Render the data below as a Markdown table with the columns Row and Line, giving each nonblank line its own numbered row.

# Records to process:
-.-.-

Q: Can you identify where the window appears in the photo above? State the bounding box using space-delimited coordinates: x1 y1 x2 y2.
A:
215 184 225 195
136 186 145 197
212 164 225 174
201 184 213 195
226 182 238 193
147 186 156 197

-.-.-

# Finished exercise:
| Row | Line |
|---|---|
| 1 | Q: Can you identify where the window appears in the photo above? State the bounding box using space-delimited coordinates: x1 y1 x2 y2. |
| 2 | A: |
| 3 | 215 184 225 195 |
| 4 | 136 186 145 197 |
| 5 | 212 164 225 174 |
| 6 | 201 184 213 195 |
| 7 | 226 182 238 193 |
| 8 | 147 186 156 197 |